→ **THE PROBLEM**
Rewrite the items below, swapping "Tag" for "Mark" and changing nothing else. Omit the pictures from your answer.

(Excerpt from a dataset)
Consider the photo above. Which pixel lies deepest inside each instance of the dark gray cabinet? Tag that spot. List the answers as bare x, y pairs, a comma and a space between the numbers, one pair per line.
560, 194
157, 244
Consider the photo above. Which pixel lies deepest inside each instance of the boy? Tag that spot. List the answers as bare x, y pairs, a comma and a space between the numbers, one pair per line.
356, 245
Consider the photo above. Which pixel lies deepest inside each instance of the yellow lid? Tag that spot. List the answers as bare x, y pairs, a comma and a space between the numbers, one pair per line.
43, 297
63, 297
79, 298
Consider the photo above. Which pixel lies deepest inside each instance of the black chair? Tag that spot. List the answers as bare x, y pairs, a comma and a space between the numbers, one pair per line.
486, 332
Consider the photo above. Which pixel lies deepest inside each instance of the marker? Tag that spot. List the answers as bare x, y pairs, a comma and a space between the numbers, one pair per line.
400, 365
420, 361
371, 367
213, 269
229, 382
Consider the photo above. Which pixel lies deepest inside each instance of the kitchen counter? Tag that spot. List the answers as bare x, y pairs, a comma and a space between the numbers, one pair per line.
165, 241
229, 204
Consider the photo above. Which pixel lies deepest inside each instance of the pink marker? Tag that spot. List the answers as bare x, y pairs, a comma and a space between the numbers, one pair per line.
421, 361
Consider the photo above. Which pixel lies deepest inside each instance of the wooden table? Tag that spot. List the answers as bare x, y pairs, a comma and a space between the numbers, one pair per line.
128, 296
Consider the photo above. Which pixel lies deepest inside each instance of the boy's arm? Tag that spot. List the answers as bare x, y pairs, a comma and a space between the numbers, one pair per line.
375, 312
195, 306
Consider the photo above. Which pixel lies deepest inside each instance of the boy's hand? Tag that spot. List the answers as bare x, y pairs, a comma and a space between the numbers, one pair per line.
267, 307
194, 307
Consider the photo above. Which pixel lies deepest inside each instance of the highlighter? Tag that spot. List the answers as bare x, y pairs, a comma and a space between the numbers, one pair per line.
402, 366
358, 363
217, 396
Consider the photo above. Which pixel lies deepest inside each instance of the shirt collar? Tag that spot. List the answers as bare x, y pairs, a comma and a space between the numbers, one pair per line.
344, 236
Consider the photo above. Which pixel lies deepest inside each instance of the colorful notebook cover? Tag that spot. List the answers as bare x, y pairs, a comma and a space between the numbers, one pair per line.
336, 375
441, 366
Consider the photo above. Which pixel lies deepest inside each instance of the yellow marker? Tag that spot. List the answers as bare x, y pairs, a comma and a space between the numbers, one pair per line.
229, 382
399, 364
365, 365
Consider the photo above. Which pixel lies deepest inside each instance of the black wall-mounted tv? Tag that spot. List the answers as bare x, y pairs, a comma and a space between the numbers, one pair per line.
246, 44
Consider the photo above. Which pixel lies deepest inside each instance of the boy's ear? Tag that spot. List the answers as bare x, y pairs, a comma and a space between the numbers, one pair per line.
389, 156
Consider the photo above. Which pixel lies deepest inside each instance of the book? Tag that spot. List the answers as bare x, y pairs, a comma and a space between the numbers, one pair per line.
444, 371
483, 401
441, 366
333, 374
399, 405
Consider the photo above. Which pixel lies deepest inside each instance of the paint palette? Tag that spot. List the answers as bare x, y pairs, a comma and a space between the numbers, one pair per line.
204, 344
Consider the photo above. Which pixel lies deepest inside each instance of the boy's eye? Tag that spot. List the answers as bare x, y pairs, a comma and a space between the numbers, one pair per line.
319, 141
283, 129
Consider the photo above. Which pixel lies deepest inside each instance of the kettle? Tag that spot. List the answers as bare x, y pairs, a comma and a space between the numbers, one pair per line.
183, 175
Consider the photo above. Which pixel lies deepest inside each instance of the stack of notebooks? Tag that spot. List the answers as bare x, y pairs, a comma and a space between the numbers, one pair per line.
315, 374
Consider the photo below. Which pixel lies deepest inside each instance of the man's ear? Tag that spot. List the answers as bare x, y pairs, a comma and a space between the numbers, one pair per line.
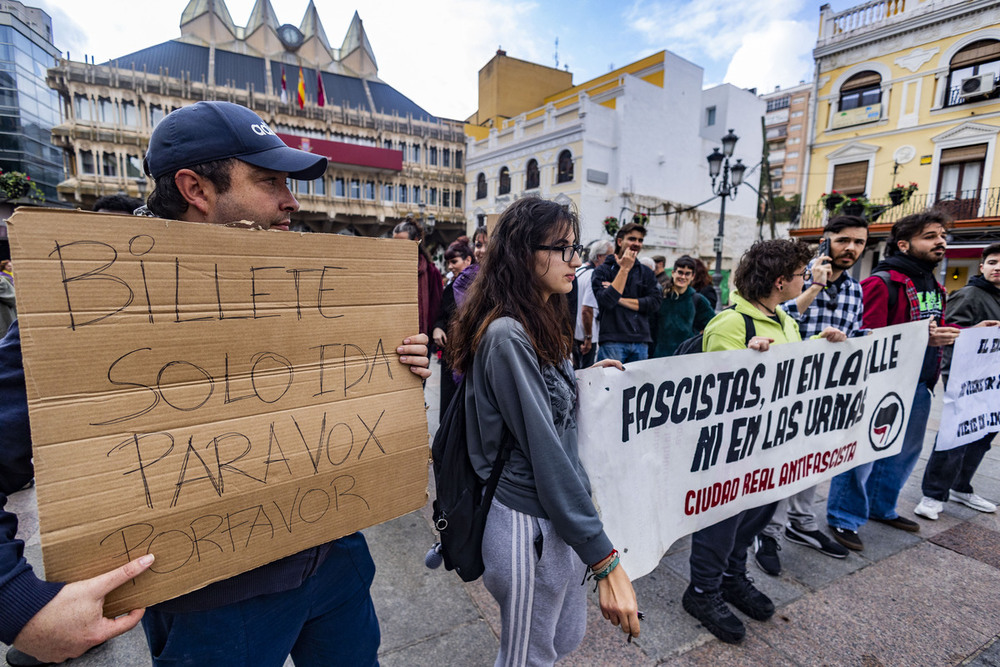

→ **THE OUTPUT**
Consider the photo above. Which pixel lies deepest inside each instance of the dark gray cabinet? Mark that spot. List the answers as bare x, y pairs, a comma and a space between the numbers, one pair per line.
560, 194
157, 244
Consider the photo above. Which pixel lies deepest inside each instance of the boy? Mark that spot. List the answers as bare x, y pairs, a comma and a space between the numbers, one pair per line.
356, 245
Consider the photo above. Which pixel lies deepest inside each instance of the yellow lid? Mark that spot. List the answers as bare x, y pairs, a comma and a space between the numbers, one pair per line.
43, 297
63, 297
79, 298
Consider the photo above. Which pixel lies deepest inside each instance of the black chair? Mark that spot. List the answers as bare x, y pairs, a comma and a space between the numbers, one pair per line.
486, 332
Consider the photo above. Which pixel lies deepest inside each instance of the marker? Mark that spot. List the answers as bare x, y pairs, a comma and a space between the numbers, one pair per line.
400, 365
420, 361
371, 367
213, 269
229, 382
Consider the photo above. Which pixel lies deepest inside each instance of the kitchen counter? Mark that spot. List the answers as bare x, y pairs, a comma and a space between the numbers, one pair per line.
165, 241
229, 204
Consider the photo above. Which pixel lies deepest inside each instance of the pink marker? Mark that spot. List the answers as bare x, y pairs, a comma and a space between the numbers, one pair per line.
421, 361
Consider the photo above. Which pixel lies deepest inside each instance of the wooden table? Mark that spot. List the answers as bare x, y pairs, a comma and a space between the numbers, one pair per line.
128, 296
Consider the photo above. Which pixel lies deepest inside each instance of the boy's arm? Mark that spot. List the answers as bare x, y pairs, a comma and a space between the numbers, one pair per line.
375, 312
195, 306
Consider the photo above. Which pixel lies deepest inside each instance of the boy's hand? Mark that spot. List the answers as bare x, y pairs, a comma and a space between the numbers, one pair per line.
267, 307
194, 307
Consider the photo above. Which pixel lies deepest inside each instance of the highlighter? Mark that spot. List the answers as bare x, y pairs, a comma and a space between the numbers, one pair per line.
402, 366
358, 363
217, 396
Consider the photo above. Which pixel lies deepest inside each instance of the shirt collar? Mark that spot. List the answers as bare x, y pairs, a comma and a space between the numbers, one pair per line.
344, 236
Consider the photo above. Which pixel lies deepest inside each instance of the colorful notebook cover? Mark that spot. List the answers as bare x, y pairs, a comma and a space between the numbers, one pair per line.
336, 375
441, 366
Consider the photo above. Which pixel lies deepest inside each instance of the yellow marker? Mark that spot. List the answers as bare x, y pairs, a comma and a space between the numbers, one pair per line.
229, 382
399, 364
365, 365
Consider the photo above. Which pixel lies deepest inside each instance of the black wall-mounted tv? Mark that spot. List the answers as bare x, y pairs, a comma and a space between the numbers, one pair per line.
246, 44
Consider the photo above. Which pixel lies deepest inside each instance of the boy's ear? Mark that spot. List the answers as bare x, y pairs, a comma and a space between the numbers, one pair per line.
389, 156
Consider the photo above. Which pixel lies deepest inside each instance of the book? Mark that spot. List the answers as bare x, y pairs, a comma and a space between the numbers, one pair per line.
444, 371
483, 401
441, 366
333, 374
399, 405
Consider the photo above. Which pixel lies deepest inside each instance of the paint palette? Mark that spot. List the answers as bare x, y pairs, a comma and a space between the numbers, one pair per line.
204, 344
Consider the photo above. Which pixel lies deepest inside each instance of the boy's eye? Mark that spot. List the answers as bare x, y pairs, a comma and a space between the numbers, one pair per line.
319, 141
283, 129
Consider the photo above. Which pixel lies deepest inside each instance of the kettle? Mark that spot. List the answers as bare x, y pairs, a comma and a space between the numbers, one pair per line.
183, 175
Consider the photo above. Which pixel lies deepest inside each instance of the stack of notebooks? Mark that spot. List the answers as bare x, y pairs, a comma and a space between the numbers, one pair per line.
315, 374
Consider the photo below. Which pixel lies deepest inside each instance of the man's ear? Mark that spot. List the answers as bare x, y pairs, a comma and a space between the numbers, one pair per line.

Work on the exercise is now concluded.